## 1. Introduction

Analysing hydrological signals such as precipitation and runoff can give significant information about the past and future variability of hydrological and climatic regimes. This is very important for planning and management of water resources. Therefore, there is increasing interest in the analysis of past hydrological and climatic variables.

Statistical methods such as spectral analysis and Fourier transform (FT) assume that the signal is stationary and its statistic does not change with time (Drago and Boxall, 2002). They cannot take into account temporal evolution of a signal. However, hydro-meteorological time series are natural and generally change their statistical characteristics in time. The wavelet transform is a mathematical tool that provides a time-scale representation of a signal in the time domain (Daubechies, 1990; Polikar, 1999). It is a useful tool for non-stationary processes such as hydrological time series (Pisoft *et al.*, 2004).

▶ **Aim a**
Return each line of the rows below that contains the string "strip", matching case exactly.

▶ **Coordinate annotation rows**

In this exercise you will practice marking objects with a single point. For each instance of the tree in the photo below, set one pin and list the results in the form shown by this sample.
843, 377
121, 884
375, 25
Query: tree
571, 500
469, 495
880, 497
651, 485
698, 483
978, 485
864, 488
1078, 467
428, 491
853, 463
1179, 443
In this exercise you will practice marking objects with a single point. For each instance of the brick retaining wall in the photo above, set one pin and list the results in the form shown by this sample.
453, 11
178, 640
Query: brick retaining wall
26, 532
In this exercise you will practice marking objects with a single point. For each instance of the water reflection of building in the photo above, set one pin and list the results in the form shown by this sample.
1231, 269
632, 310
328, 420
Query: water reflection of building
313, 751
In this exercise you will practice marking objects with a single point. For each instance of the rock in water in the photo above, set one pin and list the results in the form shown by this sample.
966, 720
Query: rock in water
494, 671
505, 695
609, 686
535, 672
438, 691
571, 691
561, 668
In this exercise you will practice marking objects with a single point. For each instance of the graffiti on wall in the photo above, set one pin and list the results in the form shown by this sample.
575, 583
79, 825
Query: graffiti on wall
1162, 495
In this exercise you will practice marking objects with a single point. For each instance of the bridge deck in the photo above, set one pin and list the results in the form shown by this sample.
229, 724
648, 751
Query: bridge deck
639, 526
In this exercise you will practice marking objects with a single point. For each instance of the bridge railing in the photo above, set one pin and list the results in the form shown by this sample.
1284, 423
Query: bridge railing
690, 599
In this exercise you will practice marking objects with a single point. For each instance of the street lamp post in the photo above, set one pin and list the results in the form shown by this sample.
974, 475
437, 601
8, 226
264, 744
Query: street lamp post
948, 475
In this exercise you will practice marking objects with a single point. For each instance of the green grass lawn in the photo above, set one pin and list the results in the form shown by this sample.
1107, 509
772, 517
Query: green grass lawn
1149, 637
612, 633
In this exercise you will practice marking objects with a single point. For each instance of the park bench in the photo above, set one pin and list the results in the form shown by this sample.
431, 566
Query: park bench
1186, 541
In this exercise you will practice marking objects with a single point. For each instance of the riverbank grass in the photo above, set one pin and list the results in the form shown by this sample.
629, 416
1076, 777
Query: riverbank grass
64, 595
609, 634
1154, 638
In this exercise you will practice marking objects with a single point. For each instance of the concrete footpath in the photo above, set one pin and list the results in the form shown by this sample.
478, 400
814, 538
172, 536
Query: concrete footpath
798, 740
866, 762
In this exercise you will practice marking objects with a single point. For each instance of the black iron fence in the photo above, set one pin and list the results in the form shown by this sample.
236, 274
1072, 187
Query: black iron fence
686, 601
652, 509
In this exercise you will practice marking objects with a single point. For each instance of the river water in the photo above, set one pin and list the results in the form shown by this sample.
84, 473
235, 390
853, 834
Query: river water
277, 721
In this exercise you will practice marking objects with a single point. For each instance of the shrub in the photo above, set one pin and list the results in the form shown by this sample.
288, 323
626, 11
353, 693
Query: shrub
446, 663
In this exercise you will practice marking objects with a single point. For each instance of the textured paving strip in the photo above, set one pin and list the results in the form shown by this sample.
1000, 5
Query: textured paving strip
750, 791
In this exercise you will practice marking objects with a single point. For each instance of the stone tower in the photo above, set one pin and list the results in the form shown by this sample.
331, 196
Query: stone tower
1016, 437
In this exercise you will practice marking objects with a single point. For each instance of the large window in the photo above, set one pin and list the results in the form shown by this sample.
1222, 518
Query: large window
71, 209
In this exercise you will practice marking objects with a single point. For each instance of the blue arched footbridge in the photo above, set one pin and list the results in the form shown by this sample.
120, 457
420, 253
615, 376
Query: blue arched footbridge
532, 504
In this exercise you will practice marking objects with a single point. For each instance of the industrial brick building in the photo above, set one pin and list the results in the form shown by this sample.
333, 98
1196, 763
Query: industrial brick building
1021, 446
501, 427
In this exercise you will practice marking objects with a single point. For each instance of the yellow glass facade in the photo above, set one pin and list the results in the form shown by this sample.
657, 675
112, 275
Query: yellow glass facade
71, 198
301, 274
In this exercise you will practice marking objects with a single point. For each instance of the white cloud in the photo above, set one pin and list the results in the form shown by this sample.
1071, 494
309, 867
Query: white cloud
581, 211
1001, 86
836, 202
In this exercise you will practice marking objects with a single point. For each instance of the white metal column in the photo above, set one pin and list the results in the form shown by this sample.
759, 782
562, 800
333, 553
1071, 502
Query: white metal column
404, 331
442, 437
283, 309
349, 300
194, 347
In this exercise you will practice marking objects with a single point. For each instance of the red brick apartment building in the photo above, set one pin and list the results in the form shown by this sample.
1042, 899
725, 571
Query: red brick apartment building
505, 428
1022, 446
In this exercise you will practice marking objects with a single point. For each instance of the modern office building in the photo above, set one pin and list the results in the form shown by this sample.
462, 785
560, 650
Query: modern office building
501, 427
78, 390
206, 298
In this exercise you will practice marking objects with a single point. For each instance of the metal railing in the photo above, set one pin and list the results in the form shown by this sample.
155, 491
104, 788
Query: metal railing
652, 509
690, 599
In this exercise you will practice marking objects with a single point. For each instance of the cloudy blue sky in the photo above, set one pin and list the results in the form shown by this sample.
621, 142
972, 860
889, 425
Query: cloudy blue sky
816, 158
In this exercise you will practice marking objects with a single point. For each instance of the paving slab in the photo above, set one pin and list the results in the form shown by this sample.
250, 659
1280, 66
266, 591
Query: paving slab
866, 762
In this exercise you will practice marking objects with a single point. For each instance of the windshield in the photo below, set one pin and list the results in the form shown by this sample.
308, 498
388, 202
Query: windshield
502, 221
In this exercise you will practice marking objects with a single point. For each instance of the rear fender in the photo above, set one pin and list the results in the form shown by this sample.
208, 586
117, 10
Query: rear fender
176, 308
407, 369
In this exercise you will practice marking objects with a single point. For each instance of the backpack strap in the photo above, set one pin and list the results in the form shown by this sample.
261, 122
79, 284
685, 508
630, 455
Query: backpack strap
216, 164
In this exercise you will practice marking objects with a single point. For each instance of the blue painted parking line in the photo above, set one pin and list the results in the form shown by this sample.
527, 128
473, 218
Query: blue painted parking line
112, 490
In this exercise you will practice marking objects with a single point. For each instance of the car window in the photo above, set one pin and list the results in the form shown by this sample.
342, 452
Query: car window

▶ **Aim b**
Set down, word for word, the part of the hydrology introduction that opens with the words containing "Statistical methods such" and closes with "(Pisoft *et al.*, 2004).".

▶ **Solution a**
In this exercise you will practice marking objects with a single point. For each instance of the textured paving strip in the photo above, set one pin and list the results in the form shown by this sample.
Query: textured paving strip

▶ **Solution b**
Statistical methods such as spectral analysis and Fourier transform (FT) assume that the signal is stationary and its statistic does not change with time (Drago and Boxall, 2002). They cannot take into account temporal evolution of a signal. However, hydro-meteorological time series are natural and generally change their statistical characteristics in time. The wavelet transform is a mathematical tool that provides a time-scale representation of a signal in the time domain (Daubechies, 1990; Polikar, 1999). It is a useful tool for non-stationary processes such as hydrological time series (Pisoft *et al.*, 2004).